### Text shown
Deafness, or hearing loss, is a common symptom and can be reversible to a degree in most cases. It may come on slowly over many months or years, but in other situations there may be a sudden loss of hearing. It may be one-sided or in both ears.
You may notice you cannot hear what people are saying and have to ask them to repeat themselves. You may notice you need to be able to see their face in order to try to read their lips, particularly in a busy room with a lot of background noise. Sometimes other people notice your hearing loss before you do, passing comment that you seem to have the TV or radio up louder than is comfortable for them. Some types of hearing loss are accompanied by pain, some not.
There are many causes of hearing loss. They are divided into conductive (caused by a blockage of the sound waves through the outer or middle ear) or sensorineural (caused by damage to the inner ear or nerves transmitting to the brain). Deafness can also be a mixture of the two types.
Conductive causes are ear wax, external ear infections, middle ear infections, foreign body in the ear (mostly in children), perforated ear drum, or eustachian tube dysfunction. These causes tend to show themselves quite promptly.
Sensorineural causes account for 90% of hearing loss and tend to develop more gradually. Causes are trauma such as working in extremely loud workplaces, without ear protection, listening to very loud music for long periods, or simply old age.
The type of hearing loss is frequently obvious as first presentation to a doctor who may see infection in the outer or middle ear or a perforation of the ear drum. However there are further tests that can be done particularly pure tone audiometry. This is the definitive test to determine the type and the degree of deafness.
Infections can be treated with antibiotics, perforated ear drums frequently mend themselves or may require surgery. Eustachian tube dysfunction (catarrh in the tube from the ear to the throat internally) can be treated with very low-dose steroid nasal sprays, but can take some weeks to improve. Age-related deafness is of the sensorineural type and is caused by the general effects of time on the body and requires a hearing aid. Many hearing aids now are very small and hardly noticeable to other people. Surgery can be used to implant hearing devices in some cases.

### To do
#1 From the text on hearing loss, list every conductive cause of hearing loss it names.
#2 According to the text on hearing loss, why is pure tone audiometry singled out among the further tests a doctor can do?

### Recorded data
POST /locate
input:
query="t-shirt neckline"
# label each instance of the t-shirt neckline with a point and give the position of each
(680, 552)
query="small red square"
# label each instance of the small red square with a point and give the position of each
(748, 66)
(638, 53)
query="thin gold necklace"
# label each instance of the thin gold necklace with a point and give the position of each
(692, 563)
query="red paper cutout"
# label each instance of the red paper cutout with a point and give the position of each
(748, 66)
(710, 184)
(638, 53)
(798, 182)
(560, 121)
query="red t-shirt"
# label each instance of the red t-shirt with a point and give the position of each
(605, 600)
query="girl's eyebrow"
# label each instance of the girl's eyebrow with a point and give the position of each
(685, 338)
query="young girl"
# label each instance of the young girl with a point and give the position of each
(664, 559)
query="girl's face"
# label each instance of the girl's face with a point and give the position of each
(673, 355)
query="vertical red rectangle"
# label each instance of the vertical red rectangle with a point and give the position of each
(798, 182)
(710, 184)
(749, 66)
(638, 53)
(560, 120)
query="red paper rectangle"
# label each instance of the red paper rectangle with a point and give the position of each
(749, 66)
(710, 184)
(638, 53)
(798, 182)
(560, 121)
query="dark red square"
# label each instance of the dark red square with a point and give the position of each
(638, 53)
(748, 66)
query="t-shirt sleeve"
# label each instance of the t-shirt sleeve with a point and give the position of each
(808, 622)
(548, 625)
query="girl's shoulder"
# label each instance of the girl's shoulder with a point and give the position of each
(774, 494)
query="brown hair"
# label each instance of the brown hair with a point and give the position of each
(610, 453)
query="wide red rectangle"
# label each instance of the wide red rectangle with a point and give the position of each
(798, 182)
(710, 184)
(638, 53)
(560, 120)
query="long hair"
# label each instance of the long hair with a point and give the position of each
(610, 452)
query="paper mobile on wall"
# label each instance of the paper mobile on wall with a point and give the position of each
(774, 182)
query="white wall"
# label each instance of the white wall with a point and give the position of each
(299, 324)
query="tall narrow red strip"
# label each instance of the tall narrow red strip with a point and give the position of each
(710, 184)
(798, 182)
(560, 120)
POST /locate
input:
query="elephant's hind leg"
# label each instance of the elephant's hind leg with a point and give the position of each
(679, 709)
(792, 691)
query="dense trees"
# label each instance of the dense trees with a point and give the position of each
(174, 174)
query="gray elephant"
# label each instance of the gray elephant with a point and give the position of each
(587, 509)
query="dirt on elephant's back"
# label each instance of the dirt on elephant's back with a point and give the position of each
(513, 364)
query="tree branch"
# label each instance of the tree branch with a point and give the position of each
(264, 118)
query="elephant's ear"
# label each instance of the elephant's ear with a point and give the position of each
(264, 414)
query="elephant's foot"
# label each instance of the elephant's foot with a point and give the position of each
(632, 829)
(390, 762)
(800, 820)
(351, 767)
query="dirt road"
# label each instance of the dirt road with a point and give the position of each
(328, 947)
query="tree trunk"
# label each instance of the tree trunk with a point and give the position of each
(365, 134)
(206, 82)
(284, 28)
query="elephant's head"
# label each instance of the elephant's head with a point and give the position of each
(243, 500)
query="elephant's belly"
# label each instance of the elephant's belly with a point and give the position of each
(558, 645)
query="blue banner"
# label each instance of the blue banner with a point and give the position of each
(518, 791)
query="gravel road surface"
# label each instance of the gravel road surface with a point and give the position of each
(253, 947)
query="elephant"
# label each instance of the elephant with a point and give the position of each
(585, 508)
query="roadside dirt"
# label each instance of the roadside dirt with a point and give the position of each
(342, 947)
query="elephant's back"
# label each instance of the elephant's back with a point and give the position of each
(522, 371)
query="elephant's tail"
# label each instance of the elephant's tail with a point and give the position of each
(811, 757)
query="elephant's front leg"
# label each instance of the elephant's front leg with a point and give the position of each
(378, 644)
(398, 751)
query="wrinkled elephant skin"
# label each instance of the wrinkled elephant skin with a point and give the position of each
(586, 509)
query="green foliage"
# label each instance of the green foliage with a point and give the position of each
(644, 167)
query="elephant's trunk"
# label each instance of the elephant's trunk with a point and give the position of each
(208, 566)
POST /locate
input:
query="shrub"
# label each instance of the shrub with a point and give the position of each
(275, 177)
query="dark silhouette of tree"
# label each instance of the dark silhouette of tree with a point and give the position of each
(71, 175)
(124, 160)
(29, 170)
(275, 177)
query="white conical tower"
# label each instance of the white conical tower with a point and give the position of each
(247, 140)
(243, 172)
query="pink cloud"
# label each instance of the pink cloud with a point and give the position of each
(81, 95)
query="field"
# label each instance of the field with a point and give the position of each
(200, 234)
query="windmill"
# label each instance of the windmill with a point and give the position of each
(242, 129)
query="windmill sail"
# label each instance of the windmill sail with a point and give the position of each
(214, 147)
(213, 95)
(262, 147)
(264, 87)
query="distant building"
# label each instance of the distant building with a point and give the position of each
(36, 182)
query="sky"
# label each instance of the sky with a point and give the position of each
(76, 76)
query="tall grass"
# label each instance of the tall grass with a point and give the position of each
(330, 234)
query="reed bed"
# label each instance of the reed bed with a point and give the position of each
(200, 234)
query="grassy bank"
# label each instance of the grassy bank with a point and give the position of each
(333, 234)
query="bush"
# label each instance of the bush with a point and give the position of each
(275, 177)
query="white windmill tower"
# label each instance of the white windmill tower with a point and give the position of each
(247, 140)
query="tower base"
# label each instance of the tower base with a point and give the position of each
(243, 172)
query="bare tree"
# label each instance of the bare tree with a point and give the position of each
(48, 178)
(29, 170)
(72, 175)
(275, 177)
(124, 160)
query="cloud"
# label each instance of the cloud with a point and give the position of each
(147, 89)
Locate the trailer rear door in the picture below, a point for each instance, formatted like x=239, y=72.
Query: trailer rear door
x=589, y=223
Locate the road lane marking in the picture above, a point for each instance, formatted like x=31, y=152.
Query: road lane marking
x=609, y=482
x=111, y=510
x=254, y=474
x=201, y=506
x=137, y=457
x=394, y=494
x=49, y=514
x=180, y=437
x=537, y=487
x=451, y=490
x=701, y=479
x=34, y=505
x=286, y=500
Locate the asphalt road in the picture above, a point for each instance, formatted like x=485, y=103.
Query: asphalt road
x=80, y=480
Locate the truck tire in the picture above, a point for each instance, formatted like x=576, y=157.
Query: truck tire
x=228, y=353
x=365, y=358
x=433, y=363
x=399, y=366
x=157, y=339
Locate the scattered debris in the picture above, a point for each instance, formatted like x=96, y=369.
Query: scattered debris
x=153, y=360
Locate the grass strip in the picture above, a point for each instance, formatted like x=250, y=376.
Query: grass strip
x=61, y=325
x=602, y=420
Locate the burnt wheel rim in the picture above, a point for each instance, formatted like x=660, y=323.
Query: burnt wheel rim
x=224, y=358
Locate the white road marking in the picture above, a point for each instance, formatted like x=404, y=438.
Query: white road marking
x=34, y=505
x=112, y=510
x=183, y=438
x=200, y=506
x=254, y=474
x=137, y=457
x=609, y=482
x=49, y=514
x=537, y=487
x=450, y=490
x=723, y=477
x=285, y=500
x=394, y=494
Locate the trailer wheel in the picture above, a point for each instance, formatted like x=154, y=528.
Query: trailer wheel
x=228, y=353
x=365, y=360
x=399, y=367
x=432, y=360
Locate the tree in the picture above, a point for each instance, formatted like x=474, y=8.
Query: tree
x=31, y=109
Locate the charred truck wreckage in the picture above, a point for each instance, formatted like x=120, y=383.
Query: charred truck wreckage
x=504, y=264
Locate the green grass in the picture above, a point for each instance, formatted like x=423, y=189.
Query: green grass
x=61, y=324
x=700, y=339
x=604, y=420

### Expected outputs
#1 Ear wax, external ear infections, middle ear infections, a foreign body in the ear (mostly in children), a perforated ear drum, and eustachian tube dysfunction.

#2 Pure tone audiometry is singled out because it is the definitive test to determine both the type and the degree of deafness.